ICTコラム
第45回 知らない間にウェブ広告で発生しているかもしれないブランド毀損広告の掲載面をコントロールしにくいウェブ広告で起こりうるブランド毀損
年々テクノロジーの発達とともに便利になっているウェブ広告を多くの企業が自社サービスのPRとして活用しています。以前のように多額の広告費を必要とせず、少額予算でも広告出稿が可能な媒体が多くでてきています。
少額で広告配信を行うことができる主要な媒体としては、Google・Yahoo!・DSPなどのようにアドネットワークを活用した広告配信を導入しているものが挙げられます。このような媒体は、少額で手軽に始められる一方で配信面のコントロールが難しいことが特徴です。そして、アドネットワークで広告配信を行っている媒体は、配信面のコントロールが難しいことからブランド毀損を招く可能性があることをご存知でしょうか。
ブランド毀損の事例
では、どんな時にブランド毀損が起こりうるのでしょうか。
例えば、自動車事故の記事に自動車メーカーの広告が掲載されていた場合、ユーザーはその自動車メーカーに対してどのような印象を受けるでしょうか。
また、アダルト・暴力的な内容のコンテンツにアナタの会社の広告が掲載されるとどうでしょうか。ユーザーは、アナタの会社に対して好印象を受けるでしょうか。
アドネットワークを使った広告配信では、このような意図しないコンテンツに広告が配信されることは多々あります。
ブランド毀損を防ぐ為に必要な対策
ブランド毀損を防ぐ為には、ブランドセーフティを意識し、適正な配信先に広告配信を行うようにする必要があります。
では、どのように適正な配信先に広告配信を行うのでしょうか。
一つ目は、元々多くの媒体に備わっているブラックリスト機能を活用しましょう。媒体によって定義は異なりますが、ブラックリスト機能を活用することでアダルト・暴力的なコンテンツなどのように社会的に好ましくないページへの広告配信を抑制することができます。

提示リスト
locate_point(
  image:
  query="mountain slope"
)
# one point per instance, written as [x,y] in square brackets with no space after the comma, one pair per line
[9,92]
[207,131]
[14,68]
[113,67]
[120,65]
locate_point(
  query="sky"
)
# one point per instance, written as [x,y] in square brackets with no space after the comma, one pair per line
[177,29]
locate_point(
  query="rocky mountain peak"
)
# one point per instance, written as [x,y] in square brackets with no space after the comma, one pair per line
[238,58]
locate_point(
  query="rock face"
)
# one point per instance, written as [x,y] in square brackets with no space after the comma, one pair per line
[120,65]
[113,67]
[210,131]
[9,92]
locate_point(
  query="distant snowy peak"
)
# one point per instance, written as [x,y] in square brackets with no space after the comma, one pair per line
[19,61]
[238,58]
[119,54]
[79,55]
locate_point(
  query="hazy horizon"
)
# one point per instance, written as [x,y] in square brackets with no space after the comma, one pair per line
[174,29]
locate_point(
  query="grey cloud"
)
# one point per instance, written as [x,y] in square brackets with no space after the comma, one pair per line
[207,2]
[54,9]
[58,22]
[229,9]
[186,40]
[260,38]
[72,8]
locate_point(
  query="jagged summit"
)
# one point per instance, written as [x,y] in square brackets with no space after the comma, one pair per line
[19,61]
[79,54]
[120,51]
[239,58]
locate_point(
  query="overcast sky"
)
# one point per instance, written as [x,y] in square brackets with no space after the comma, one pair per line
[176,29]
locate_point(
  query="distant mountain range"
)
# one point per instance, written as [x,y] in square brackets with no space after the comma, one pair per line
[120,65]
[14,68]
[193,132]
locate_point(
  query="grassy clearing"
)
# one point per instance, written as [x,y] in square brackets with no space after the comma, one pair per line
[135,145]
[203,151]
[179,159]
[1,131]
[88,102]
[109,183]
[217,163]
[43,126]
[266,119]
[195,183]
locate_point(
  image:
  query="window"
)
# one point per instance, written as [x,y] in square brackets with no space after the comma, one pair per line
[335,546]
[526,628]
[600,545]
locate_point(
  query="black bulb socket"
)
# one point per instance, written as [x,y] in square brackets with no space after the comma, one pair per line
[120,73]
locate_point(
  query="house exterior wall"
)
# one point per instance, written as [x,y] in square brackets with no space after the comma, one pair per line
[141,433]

課題一覧
a - ブランド毀損のコラムをもとに、次の問いに答えてください。
(i) 少額で広告配信を行える主要な媒体として、どのようなものが例に挙げられていますか。
(ii) 自動車メーカーの広告は、どのような記事に掲載される例として挙げられていますか。
(iii) ブラックリスト機能を活用すると、何を抑制できると書かれていますか。
b - ブランド毀損のコラムのうち、「例えば、自動車事故の記事に自」から始まり「では、どのように適正な配信先に広告配信を行うのでしょうか。」までの部分を、一字も変えずに打ち直してください。
c - ブランド毀損のコラムを、本文が途切れている箇所から書き継いでください。
このリストは本文とは別の資料です。

課題別解答
a -
(i) Google・Yahoo!・DSPなど、アドネットワークを活用した広告配信を導入している媒体です。
(ii) 自動車事故の記事です。
(iii) アダルト・暴力的なコンテンツなど、社会的に好ましくないページへの広告配信です。

b -
例えば、自動車事故の記事に自動車メーカーの広告が掲載されていた場合、ユーザーはその自動車メーカーに対してどのような印象を受けるでしょうか。
また、アダルト・暴力的な内容のコンテンツにアナタの会社の広告が掲載されるとどうでしょうか。ユーザーは、アナタの会社に対して好印象を受けるでしょうか。
アドネットワークを使った広告配信では、このような意図しないコンテンツに広告が配信されることは多々あります。
ブランド毀損を防ぐ為に必要な対策
ブランド毀損を防ぐ為には、ブランドセーフティを意識し、適正な配信先に広告配信を行うようにする必要があります。
では、どのように適正な配信先に広告配信を行うのでしょうか。

c -
ただ、社会的に好ましくないコンテンツへの配信を抑制できる一方、企業ごとで異なる不適切コンテンツへの配信は抑制することができません。その為、媒体のブラックリスト機能とは別に企業ごとにブラックリストを作成し、配信除外をそれぞれの媒体に行う必要があるでしょう。
二つ目は、ホワイトリストとして配信するコンテンツを指定することです。この方法では、安全な配信先に広告を配信することができる一方で配信できる広告のボリュームが極端に減少する為、「想定よりも広告がでない」「クリック単価が非常に高い」などのデメリットも発生しやすいので、ご注意下さい。
三つ目は、PMP※(プライベート・マーケット・プレイス)を活用して広告を配信することです。PMPとは、コンテンツの質が担保された優良媒体を集めた広告配信の仕組みである為、広告の配信先を把握しやすいのが特徴です。
自社のブランドを守るには自社の自助努力も必要
ブランド毀損が発生すると自社の営業活動に多大な影響を与えます。その為、ブランド毀損を発生させない為にブランドセーフティを意識する必要があります。システムでブランドセーフティを補完することもできますが、企業によってブランドセーフティの基準はことなります。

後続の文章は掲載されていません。